* _What to do_
Look for the string "concrete" in the data below, and copy each line that holds it.

* _Dataset records_
================================

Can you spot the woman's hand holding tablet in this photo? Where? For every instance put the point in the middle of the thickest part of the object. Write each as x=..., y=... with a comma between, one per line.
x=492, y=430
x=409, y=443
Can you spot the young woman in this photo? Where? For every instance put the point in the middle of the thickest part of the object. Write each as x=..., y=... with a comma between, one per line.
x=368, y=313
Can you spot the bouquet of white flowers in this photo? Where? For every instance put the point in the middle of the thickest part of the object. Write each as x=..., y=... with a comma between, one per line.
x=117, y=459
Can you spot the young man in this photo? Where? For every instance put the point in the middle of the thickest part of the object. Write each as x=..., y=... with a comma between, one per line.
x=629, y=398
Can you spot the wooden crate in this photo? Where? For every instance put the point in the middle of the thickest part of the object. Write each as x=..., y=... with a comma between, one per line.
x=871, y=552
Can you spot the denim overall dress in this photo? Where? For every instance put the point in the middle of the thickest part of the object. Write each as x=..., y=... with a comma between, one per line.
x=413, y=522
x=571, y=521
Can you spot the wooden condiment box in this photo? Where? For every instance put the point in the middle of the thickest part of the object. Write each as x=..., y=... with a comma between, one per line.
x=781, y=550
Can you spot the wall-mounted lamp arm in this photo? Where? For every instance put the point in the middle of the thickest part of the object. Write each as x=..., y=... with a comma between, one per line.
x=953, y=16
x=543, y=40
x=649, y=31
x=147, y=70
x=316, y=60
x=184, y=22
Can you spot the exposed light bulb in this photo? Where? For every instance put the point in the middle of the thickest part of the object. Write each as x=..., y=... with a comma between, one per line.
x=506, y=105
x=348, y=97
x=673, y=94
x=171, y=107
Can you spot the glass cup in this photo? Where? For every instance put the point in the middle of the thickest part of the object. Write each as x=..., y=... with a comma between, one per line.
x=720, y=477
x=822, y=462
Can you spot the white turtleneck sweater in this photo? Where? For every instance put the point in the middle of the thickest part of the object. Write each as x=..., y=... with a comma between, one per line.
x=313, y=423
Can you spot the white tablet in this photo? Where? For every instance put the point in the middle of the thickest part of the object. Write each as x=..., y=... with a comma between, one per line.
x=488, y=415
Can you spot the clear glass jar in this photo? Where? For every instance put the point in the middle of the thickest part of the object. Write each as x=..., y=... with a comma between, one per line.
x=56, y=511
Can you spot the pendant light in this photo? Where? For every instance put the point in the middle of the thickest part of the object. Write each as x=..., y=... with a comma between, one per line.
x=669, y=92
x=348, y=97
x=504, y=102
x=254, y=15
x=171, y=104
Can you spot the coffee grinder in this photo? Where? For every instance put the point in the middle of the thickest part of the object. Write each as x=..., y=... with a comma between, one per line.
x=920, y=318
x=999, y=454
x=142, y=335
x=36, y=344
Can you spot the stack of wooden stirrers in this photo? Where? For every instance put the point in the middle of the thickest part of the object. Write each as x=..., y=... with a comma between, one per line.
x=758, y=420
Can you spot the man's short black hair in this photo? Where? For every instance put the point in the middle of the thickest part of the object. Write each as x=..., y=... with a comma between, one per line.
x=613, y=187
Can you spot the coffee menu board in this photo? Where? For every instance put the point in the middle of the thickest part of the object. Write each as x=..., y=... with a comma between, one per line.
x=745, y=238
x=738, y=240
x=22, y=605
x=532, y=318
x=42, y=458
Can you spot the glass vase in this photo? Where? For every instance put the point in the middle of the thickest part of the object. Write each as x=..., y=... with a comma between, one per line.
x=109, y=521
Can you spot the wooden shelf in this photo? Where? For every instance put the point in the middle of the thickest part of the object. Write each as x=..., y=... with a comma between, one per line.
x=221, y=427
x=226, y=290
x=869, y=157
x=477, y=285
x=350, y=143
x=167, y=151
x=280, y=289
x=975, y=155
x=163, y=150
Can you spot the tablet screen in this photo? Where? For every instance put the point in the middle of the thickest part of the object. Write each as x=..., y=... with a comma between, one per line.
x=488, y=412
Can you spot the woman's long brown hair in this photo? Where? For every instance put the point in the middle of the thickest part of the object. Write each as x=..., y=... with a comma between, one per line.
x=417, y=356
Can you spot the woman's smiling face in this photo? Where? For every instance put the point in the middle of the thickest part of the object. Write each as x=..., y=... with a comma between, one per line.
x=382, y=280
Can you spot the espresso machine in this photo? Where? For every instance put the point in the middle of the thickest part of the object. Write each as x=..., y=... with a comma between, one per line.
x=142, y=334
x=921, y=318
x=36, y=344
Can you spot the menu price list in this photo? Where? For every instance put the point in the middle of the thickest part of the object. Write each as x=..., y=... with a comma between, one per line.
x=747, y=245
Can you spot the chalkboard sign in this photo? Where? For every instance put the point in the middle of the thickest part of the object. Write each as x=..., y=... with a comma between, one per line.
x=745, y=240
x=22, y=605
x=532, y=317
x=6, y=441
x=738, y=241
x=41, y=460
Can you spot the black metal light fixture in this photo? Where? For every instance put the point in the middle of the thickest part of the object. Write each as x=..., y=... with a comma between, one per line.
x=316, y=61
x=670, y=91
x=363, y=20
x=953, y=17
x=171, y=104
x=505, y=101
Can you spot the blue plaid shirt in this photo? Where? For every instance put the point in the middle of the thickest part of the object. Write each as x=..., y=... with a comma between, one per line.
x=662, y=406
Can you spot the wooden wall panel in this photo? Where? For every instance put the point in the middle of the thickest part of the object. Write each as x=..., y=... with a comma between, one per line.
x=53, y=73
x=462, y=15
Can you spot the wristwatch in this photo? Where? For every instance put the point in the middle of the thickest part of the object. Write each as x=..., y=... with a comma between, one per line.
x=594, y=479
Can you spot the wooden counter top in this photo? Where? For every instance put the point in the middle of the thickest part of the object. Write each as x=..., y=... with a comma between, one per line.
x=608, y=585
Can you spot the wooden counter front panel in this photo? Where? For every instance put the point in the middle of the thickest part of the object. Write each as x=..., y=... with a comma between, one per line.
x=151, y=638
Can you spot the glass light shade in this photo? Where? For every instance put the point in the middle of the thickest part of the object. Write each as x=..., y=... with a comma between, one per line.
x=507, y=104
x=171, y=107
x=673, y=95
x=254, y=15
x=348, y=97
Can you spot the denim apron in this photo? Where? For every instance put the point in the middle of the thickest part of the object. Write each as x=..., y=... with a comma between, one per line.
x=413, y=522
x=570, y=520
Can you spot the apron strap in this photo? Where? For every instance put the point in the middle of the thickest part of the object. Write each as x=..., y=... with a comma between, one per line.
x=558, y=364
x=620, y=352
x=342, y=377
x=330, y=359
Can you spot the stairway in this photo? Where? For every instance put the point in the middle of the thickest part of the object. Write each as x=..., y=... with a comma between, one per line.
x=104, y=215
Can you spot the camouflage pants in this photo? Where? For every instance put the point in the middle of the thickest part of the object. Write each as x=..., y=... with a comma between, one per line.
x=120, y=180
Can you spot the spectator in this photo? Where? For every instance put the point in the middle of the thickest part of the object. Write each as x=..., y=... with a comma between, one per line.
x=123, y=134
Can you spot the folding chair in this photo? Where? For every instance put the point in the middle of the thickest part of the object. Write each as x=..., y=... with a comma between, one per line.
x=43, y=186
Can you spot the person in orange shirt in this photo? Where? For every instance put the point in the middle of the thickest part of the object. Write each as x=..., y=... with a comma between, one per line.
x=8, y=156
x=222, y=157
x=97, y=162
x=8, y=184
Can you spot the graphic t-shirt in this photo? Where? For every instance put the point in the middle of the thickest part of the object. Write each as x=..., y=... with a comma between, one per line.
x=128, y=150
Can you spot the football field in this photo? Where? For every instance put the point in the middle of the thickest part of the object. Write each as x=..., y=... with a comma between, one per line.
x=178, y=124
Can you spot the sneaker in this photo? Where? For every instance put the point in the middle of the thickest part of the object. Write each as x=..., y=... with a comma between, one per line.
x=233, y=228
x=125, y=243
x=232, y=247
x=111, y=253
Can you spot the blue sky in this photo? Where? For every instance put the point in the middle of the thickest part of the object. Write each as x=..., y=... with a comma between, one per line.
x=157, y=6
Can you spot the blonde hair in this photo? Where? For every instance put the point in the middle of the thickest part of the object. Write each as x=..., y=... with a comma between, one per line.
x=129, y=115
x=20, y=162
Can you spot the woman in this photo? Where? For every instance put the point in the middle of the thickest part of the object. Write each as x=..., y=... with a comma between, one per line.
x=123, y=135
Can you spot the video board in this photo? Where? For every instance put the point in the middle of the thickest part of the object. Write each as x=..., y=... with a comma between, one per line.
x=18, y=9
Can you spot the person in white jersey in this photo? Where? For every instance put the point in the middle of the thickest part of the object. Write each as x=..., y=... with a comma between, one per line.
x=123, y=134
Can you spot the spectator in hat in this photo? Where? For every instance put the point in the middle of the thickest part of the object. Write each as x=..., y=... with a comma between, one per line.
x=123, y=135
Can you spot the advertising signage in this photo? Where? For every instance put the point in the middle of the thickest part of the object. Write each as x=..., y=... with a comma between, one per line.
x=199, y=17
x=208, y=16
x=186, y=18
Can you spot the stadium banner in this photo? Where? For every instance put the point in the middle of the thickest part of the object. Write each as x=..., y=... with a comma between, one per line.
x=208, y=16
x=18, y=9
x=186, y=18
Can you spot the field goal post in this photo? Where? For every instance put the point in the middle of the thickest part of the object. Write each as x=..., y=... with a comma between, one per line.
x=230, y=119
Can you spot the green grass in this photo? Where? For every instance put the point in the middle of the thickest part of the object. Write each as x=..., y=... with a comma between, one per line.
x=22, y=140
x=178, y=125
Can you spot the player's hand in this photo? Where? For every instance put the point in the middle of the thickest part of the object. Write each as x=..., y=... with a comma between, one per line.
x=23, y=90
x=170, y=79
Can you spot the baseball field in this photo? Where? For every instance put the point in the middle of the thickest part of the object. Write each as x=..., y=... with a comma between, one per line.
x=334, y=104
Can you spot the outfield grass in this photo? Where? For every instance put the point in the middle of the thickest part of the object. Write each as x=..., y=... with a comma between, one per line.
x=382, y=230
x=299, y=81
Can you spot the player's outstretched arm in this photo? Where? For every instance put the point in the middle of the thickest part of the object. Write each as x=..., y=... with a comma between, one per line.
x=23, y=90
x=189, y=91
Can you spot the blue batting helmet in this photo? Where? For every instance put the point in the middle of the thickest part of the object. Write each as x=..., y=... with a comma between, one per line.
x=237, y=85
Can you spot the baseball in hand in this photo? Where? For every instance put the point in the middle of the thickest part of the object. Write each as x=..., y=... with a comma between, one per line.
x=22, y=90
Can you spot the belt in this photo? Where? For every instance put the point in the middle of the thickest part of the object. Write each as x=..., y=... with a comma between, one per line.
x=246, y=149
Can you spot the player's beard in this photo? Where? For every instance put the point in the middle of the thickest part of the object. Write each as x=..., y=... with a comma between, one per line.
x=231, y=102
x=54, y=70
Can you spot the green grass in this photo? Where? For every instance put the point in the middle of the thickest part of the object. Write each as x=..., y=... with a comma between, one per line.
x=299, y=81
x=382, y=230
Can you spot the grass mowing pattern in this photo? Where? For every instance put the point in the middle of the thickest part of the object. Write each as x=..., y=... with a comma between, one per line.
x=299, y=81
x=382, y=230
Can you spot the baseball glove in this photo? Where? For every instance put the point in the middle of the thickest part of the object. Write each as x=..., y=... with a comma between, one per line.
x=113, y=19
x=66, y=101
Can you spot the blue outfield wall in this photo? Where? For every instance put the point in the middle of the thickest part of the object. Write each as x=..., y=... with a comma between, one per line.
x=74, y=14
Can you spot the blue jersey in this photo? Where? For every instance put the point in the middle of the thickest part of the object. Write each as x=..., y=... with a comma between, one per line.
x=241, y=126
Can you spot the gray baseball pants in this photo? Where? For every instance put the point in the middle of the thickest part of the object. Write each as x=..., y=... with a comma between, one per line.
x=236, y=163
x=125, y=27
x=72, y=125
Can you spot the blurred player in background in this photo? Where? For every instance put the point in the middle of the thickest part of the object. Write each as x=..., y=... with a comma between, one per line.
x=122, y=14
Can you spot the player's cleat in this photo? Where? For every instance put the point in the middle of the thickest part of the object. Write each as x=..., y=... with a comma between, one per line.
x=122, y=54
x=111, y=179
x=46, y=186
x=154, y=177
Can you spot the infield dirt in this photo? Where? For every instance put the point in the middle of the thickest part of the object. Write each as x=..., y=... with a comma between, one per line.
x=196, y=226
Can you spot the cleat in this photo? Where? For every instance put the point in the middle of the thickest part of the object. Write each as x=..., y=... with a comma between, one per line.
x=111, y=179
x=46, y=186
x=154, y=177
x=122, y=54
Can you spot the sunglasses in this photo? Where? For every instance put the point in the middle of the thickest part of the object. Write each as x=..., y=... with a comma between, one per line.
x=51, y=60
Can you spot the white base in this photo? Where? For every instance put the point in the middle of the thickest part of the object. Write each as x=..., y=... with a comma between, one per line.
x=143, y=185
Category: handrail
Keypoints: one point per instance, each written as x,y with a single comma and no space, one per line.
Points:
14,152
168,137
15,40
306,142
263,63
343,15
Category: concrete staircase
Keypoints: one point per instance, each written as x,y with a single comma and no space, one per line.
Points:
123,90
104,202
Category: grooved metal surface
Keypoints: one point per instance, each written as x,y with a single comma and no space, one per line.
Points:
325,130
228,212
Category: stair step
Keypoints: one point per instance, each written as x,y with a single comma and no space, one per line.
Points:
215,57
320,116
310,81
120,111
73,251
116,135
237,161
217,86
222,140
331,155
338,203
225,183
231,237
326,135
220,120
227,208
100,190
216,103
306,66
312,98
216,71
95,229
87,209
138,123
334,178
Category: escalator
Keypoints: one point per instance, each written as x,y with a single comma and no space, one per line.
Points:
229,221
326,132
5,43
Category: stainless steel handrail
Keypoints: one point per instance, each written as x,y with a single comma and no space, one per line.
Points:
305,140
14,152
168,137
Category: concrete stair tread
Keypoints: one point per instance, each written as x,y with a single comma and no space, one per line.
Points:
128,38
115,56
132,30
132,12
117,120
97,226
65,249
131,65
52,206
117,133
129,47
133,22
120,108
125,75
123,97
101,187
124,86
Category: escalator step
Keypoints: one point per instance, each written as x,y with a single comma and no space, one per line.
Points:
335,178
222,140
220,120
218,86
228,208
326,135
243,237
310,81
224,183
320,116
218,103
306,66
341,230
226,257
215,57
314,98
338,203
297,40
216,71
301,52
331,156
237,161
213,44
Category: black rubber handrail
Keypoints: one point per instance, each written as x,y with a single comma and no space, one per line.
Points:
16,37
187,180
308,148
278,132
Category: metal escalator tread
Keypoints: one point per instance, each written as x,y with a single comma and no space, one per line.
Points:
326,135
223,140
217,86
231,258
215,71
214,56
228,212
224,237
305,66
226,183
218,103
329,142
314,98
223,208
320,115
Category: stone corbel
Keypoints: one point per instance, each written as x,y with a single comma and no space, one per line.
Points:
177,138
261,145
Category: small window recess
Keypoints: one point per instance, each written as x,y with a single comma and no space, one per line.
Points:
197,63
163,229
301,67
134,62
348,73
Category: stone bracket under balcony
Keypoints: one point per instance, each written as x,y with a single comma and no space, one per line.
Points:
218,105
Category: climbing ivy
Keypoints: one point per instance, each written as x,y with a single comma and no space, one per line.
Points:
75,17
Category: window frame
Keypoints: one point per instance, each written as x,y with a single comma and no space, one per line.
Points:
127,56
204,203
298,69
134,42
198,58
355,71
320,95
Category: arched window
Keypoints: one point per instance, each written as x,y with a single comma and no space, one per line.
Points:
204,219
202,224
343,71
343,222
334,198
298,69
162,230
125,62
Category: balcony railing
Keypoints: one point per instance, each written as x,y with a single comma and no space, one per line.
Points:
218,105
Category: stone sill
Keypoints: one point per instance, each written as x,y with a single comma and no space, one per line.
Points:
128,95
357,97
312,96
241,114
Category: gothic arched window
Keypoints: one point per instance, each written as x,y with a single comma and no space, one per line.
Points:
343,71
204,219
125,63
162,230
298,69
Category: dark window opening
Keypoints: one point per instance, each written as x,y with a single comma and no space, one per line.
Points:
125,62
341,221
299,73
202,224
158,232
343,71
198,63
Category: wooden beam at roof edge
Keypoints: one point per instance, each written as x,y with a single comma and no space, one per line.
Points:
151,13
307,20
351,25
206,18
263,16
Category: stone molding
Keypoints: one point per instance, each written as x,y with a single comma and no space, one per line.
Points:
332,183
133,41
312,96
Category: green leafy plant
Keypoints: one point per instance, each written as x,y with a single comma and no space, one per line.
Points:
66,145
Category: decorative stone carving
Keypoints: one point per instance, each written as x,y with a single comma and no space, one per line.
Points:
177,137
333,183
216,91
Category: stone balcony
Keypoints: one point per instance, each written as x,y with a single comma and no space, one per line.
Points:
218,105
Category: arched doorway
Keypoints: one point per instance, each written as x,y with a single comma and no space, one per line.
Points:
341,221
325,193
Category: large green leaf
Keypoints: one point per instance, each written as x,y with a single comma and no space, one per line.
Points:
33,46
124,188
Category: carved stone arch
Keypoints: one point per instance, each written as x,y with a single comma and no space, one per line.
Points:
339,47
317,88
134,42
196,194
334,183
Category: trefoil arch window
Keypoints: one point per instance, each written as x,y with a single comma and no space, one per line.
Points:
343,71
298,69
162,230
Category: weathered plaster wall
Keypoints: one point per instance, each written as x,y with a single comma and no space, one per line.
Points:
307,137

================================

* _Answer to this exercise_
Category: concrete staircase
Category: concrete stair tread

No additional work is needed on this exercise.